On December 19, 2017, Gloucester Resources Limited sued the Minister of Planning, appealing the denial of the company’s application to construct an open cut coal mine in New South Wales, the Rocky Hill Coal Project, which proposed to produce 21 million tonnes of coal over a period of 16 years. The Land & Environment Court of New South Wales upheld the government’s denial of the application. The court found that the project was not in the public interest after weighing costs and benefits of the project, including the climate change impacts of the mine’s direct and indirect greenhouse gas emissions. Under Section 4.15(1) of the Environmental Planning & Assessment Act (the EPA), the government is to consider the public interest as part of its review of a development application.
The Department of Planning denied the Rocky Hill Coal Project application in December 2017. After Gloucester Resources Limited appealed the decision, a local community action group called Gloucester Groundswell Inc. was joined to the litigation. The Minister and Groundswell argued that the Rocky Hill Project application should be denied due to the:
1) incompatibility of the proposed mine with the existing, approved and likely preferred uses of nearby land;
2) the adverse visual impacts of the mine;
3) the adverse social impacts of the mine;
4) the uncertainty surrounding the economic and public benefits of the mine which were not shown to be greater than the public costs of the mine; and
5) the Rocky Hill Coal Project is not in the public interest because of the matters in (1) to (4) above and “it is contrary to the principles of ecologically sustainable development because the direct and indirect greenhouse gas emissions of the mine will contribute to climate change.”

• Supplied material:
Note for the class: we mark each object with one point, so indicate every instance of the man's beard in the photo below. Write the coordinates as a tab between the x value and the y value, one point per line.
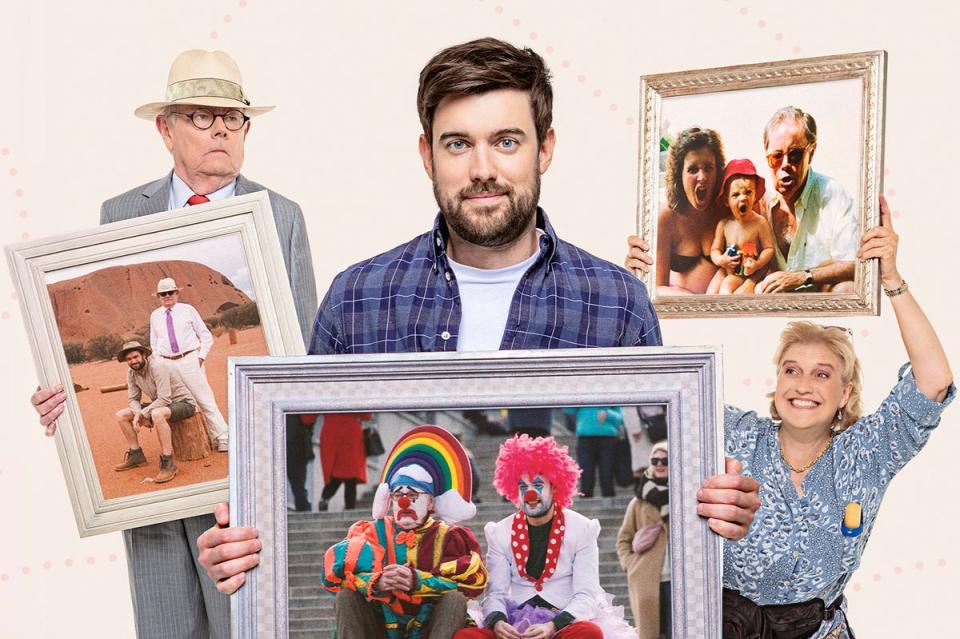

• What you need to do:
- a) Check the statements below against the text on the Rocky Hill Coal Project case. For each, answer yes or no and quote the words from the text that settle it.
(i) The Rocky Hill Coal Project was planned to yield 21 million tonnes of coal across 16 years.
(ii) The Land & Environment Court of New South Wales overturned the government's refusal of the application.
(iii) Gloucester Groundswell Inc. was the company that applied to build the mine.
- b) Pick up the text on the Rocky Hill Coal Project case after its final sentence and keep writing.

• Answers to the exercise:
- a)
(i) Yes: "proposed to produce 21 million tonnes of coal over a period of 16 years"
(ii) No: "The Land & Environment Court of New South Wales upheld the government’s denial of the application."
(iii) No: "a local community action group called Gloucester Groundswell Inc. was joined to the litigation"

- b)
As part of its consideration of climate change impacts, the court held that both upstream and downstream emissions of the project should be considered by the Planning Department because the EPA and its regulations require consideration of “the principles of ecologically sustainable development” (“ESD”) which can encompass climate change impacts. The court also pointed to the requirements under the EPA to consider “any environmental planning instrument” and cited language in the State Environmental Planning Policy (Mining, Petroleum Production and Extractive Industries) of 2009 and the 2010 Gloucester Local Environmental Plan as including consideration of ESD and the cumulative greenhouse gas emissions associated with a project. The court recognized the link between these emissions and climate change, remaining unpersuaded by petitioner’s arguments related to market substitution, carbon leakage, the theoretical possibility that other projects would offset these emissions, and the inefficiency of this denial as a mechanism for global abatement of emissions.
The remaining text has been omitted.